• _THE PROBLEM_
Word for word, retype each record shown below.

<<<<

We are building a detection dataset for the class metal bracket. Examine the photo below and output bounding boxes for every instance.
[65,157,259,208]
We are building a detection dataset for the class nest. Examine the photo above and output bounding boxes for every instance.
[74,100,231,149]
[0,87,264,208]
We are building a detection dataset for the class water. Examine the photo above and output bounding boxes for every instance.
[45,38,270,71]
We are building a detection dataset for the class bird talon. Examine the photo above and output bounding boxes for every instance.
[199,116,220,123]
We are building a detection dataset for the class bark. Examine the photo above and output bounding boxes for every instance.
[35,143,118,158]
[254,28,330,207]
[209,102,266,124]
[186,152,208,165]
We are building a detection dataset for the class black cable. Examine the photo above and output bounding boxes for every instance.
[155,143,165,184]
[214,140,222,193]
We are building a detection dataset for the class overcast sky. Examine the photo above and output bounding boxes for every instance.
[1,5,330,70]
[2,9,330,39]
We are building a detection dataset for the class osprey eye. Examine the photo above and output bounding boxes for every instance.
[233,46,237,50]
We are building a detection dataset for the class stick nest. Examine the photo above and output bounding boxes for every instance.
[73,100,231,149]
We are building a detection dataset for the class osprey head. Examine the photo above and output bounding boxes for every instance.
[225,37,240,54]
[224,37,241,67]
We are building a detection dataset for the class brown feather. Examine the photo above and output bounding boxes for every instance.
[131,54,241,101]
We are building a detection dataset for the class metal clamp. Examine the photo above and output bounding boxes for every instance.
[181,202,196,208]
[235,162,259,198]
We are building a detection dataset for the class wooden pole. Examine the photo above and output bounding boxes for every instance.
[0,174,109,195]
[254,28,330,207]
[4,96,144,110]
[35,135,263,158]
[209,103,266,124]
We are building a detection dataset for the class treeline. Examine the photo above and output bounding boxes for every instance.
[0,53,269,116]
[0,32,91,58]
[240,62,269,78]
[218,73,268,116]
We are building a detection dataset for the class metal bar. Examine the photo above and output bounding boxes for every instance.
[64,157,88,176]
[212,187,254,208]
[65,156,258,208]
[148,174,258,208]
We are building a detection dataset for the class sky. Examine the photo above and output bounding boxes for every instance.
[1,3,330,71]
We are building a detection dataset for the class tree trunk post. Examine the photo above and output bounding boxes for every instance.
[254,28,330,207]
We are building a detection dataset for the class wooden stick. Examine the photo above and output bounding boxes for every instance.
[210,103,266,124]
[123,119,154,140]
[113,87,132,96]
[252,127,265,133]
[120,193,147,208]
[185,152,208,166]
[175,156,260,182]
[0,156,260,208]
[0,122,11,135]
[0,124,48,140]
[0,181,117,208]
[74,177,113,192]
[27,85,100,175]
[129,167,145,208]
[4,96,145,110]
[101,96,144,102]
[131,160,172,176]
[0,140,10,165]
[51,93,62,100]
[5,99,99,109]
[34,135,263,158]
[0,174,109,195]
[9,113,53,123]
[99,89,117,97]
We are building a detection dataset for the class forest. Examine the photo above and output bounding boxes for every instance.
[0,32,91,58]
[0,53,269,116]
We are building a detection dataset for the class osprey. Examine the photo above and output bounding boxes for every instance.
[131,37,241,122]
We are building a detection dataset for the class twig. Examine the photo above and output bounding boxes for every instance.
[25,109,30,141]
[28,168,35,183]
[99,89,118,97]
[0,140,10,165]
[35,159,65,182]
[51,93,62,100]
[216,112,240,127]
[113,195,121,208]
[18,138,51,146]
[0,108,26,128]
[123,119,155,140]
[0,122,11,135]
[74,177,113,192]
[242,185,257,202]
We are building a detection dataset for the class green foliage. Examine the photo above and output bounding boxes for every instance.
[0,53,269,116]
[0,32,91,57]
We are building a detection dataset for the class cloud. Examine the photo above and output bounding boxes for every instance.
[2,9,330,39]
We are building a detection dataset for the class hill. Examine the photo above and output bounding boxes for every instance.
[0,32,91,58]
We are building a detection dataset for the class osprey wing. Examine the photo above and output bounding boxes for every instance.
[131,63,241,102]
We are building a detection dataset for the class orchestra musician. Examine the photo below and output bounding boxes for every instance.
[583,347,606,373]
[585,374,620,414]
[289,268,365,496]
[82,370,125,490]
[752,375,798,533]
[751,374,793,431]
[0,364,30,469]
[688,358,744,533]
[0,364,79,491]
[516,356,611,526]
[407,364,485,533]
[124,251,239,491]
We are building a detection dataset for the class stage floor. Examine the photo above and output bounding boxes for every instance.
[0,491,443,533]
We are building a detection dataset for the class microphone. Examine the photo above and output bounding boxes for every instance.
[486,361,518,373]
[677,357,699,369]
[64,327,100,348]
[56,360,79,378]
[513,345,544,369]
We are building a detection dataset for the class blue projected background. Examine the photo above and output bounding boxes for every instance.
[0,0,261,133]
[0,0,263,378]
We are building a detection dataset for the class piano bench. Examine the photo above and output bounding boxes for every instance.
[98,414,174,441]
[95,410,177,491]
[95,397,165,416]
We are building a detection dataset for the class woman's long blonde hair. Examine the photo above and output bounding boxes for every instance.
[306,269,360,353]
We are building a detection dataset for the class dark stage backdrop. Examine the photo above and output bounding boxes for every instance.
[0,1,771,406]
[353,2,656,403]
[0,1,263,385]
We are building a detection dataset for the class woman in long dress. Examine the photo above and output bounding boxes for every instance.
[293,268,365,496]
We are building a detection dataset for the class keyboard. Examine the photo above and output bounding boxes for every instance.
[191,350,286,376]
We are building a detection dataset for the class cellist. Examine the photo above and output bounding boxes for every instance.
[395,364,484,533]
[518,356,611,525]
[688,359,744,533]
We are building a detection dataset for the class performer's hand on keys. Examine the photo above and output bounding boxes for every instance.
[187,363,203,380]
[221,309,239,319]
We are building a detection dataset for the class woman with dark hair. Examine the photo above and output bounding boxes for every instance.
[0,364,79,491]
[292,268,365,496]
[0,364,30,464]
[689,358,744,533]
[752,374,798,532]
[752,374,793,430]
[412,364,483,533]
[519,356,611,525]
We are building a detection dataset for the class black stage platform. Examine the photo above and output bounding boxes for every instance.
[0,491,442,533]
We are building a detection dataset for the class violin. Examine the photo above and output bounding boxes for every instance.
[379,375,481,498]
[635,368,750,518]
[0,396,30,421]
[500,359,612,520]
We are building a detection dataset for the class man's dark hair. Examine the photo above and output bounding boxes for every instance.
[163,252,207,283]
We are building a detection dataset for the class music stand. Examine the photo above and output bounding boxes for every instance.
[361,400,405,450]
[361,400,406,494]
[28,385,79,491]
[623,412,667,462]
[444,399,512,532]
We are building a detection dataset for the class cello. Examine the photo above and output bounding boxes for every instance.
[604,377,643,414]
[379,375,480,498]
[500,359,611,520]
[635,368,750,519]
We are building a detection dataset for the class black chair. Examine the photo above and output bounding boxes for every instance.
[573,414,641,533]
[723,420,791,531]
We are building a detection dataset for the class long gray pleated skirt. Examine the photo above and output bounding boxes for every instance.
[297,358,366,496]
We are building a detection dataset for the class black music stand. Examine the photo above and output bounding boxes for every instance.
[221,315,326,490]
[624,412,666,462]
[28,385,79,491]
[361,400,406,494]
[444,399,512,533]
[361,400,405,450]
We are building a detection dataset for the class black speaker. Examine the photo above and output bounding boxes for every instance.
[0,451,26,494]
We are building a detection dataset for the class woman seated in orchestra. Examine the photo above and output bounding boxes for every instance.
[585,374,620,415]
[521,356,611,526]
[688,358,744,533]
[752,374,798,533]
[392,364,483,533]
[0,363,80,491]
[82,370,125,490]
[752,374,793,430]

>>>>

• _ANSWER FOR THE TASK_
We are building a detection dataset for the class metal bracket. Examine the photo below and output bounding boxes for every instance.
[65,157,259,208]
We are building a detection dataset for the class nest. Examine the photo above and output bounding boxes for every instance.
[74,100,231,149]
[0,87,264,208]
We are building a detection dataset for the class water. Examine the photo above and output bounding boxes for every instance.
[45,38,270,71]
We are building a detection dataset for the class bird talon. Examine the photo above and output bounding boxes for every instance.
[199,116,220,123]
We are building a detection dataset for the class bark. Examine the photo above and output bounding boxes for every instance.
[35,143,118,158]
[254,28,330,207]
[209,102,266,124]
[186,152,208,165]
We are building a detection dataset for the class black cable. Examine the photo above and output bounding boxes for every instance.
[155,143,165,184]
[214,140,222,193]
We are building a detection dataset for the class overcast sky. Examine the photo above and output bounding boxes for every instance.
[1,5,330,70]
[2,9,330,39]
We are building a detection dataset for the class osprey eye. Examine the photo above and output bounding boxes for every instance.
[233,46,237,50]
We are building a detection dataset for the class stick nest. Examine the photo above and output bounding boxes for every instance.
[73,100,231,149]
We are building a detection dataset for the class osprey head. Examine the photo above and output bounding boxes for every instance.
[225,37,240,54]
[224,37,241,67]
We are building a detection dataset for the class brown feather. Examine the photo above and output bounding boxes for every instance.
[131,54,241,101]
We are building a detection dataset for the class metal clamp. Examine the photo above and output bounding boxes for every instance.
[181,202,196,208]
[235,162,259,198]
We are building a detection dataset for the class wooden pole. Examine the photo above and output bounding boxes for every instance.
[0,174,109,195]
[254,28,330,207]
[4,96,144,110]
[35,135,263,158]
[209,103,266,124]
We are building a detection dataset for the class treeline. Examine the photo above and output bounding boxes for every instance.
[0,53,269,116]
[0,32,91,58]
[240,62,269,78]
[218,73,268,116]
We are building a detection dataset for the class metal bar. Examine the photo above and output bounding boxes for every instance.
[64,157,88,176]
[212,187,254,208]
[65,156,258,208]
[148,174,258,208]
We are building a detection dataset for the class sky. Examine the photo above and output bounding boxes for every instance.
[1,3,330,71]
We are building a detection dataset for the class tree trunk post. Examine the photo above and output bounding boxes for every instance.
[254,28,330,207]
We are building a detection dataset for the class wooden stick. Examine the photo above and output bounding boxes for every instance.
[210,103,266,124]
[123,119,154,140]
[113,87,132,96]
[252,127,265,133]
[120,193,147,208]
[185,152,208,166]
[175,156,260,182]
[0,156,260,208]
[0,122,11,135]
[0,124,48,140]
[0,181,117,208]
[74,177,113,192]
[27,85,100,175]
[129,167,145,208]
[4,96,145,110]
[101,96,144,102]
[131,160,172,176]
[0,140,10,165]
[51,93,62,100]
[5,99,99,109]
[34,135,263,158]
[0,174,109,195]
[9,113,53,123]
[99,89,117,97]
We are building a detection dataset for the class forest. Examine the photo above and output bounding boxes for every instance.
[0,32,91,58]
[0,53,269,116]
We are building a detection dataset for the class osprey. Examine the photo above and output bounding boxes for every instance.
[131,37,241,122]
We are building a detection dataset for the class twig. Examine the photo above and output bounding boxes for every instance.
[25,109,30,141]
[28,168,35,183]
[99,89,118,97]
[0,140,10,165]
[35,159,65,182]
[51,93,62,100]
[216,112,240,127]
[113,195,121,208]
[18,138,51,146]
[0,108,26,128]
[123,119,155,140]
[0,122,11,135]
[74,177,113,192]
[242,185,257,202]
We are building a detection dataset for the class green foliage. Examine the photo above and output bounding boxes for every instance.
[0,53,269,116]
[0,32,91,57]
We are building a detection dataset for the class cloud. Examine the photo above and output bounding boxes for every instance.
[2,9,330,39]
We are building a detection dataset for the class hill. Examine the photo above and output bounding boxes for every instance.
[0,32,91,58]
We are building a detection dataset for the class osprey wing. Examine the photo above and output bounding boxes for every instance.
[131,63,241,102]
We are building a detection dataset for the class orchestra musician. Examine the photo below and output bounding boxes for every instance.
[583,347,606,373]
[585,374,620,414]
[289,268,365,496]
[82,370,125,490]
[752,375,798,533]
[751,374,793,431]
[0,364,30,469]
[688,358,744,533]
[0,364,79,491]
[516,356,611,526]
[407,364,485,533]
[124,251,239,491]
We are building a detection dataset for the class stage floor. Examine the photo above and output bounding boxes for every instance.
[0,491,443,533]
We are building a detection dataset for the class microphone. Examine the photo above and output bounding boxes for every instance.
[486,361,518,373]
[677,357,699,369]
[64,327,100,348]
[56,360,79,378]
[513,345,544,369]
We are building a detection dataset for the class blue projected background. Examine the photo above and output bounding boxes for every instance.
[0,0,261,133]
[0,0,263,378]
We are building a detection dataset for the class piano bench. Examine the photo above and output bounding boxes for every instance.
[98,414,174,441]
[95,410,177,491]
[95,397,165,416]
We are building a detection dataset for the class woman's long blonde hair. Examine the photo above and output bounding boxes for every instance.
[306,269,360,353]
We are building a detection dataset for the class dark stage backdrop. Examine the photo above and output bounding boxes for every instance.
[0,1,771,406]
[353,2,656,403]
[0,1,263,385]
We are building a detection dataset for the class woman in long dress. Examine the photo above and output bounding boxes for every instance.
[293,268,365,496]
We are building a detection dataset for the class keyboard. Examine the photo above and output bounding boxes for every instance.
[191,350,286,376]
We are building a detection dataset for the class cellist. Examine the photo above and output bounding boxes for every instance.
[395,364,484,533]
[518,356,611,525]
[688,359,744,533]
We are building a detection dataset for the class performer's hand on keys. Examine the photo above and output bounding boxes for every instance.
[187,363,203,380]
[221,309,239,319]
We are building a detection dataset for the class woman with dark hair. Examine the photo above and output bounding boxes for every instance.
[0,364,79,491]
[292,268,365,496]
[0,364,30,464]
[689,358,744,533]
[752,374,798,532]
[752,374,793,430]
[412,364,483,533]
[519,356,611,525]
We are building a detection dataset for the class black stage platform. Examine the photo above and output bounding boxes for every instance.
[0,491,442,533]
We are building a detection dataset for the class violin. Examine the photo above and output bounding boxes for every instance.
[379,375,481,498]
[635,368,750,518]
[0,396,30,421]
[500,359,612,520]
We are building a detection dataset for the class man's dark hair. Examine the photo above and output bounding boxes for every instance.
[163,252,207,283]
We are building a detection dataset for the class music stand. Examine the photo above and output bounding boxes for every instance.
[361,400,405,450]
[361,400,406,494]
[28,385,79,491]
[623,412,667,462]
[444,399,512,532]
We are building a detection dataset for the class cello. Examine the photo above and output bounding boxes for every instance.
[604,377,643,414]
[379,375,480,498]
[500,359,611,520]
[635,368,750,519]
We are building a detection dataset for the class black chair. Examine the photo above and output bounding boxes for every instance.
[573,414,641,533]
[723,420,791,531]
We are building a detection dataset for the class long gray pleated skirt. Examine the photo above and output bounding boxes for every instance.
[297,358,366,496]
We are building a detection dataset for the class black music stand. Examine the photo above and output bounding boxes for every instance.
[221,315,326,490]
[624,412,666,462]
[28,385,79,491]
[361,400,406,494]
[444,399,512,533]
[361,400,405,450]
We are building a detection dataset for the class black speaker. Examine the photo above and output bounding boxes for every instance.
[0,451,26,494]
We are building a detection dataset for the class woman seated in orchestra. Examine the photo above and output bounding boxes for every instance.
[585,374,620,415]
[521,356,611,526]
[688,358,744,533]
[752,374,798,533]
[392,364,483,533]
[0,363,80,491]
[82,370,125,490]
[752,374,793,430]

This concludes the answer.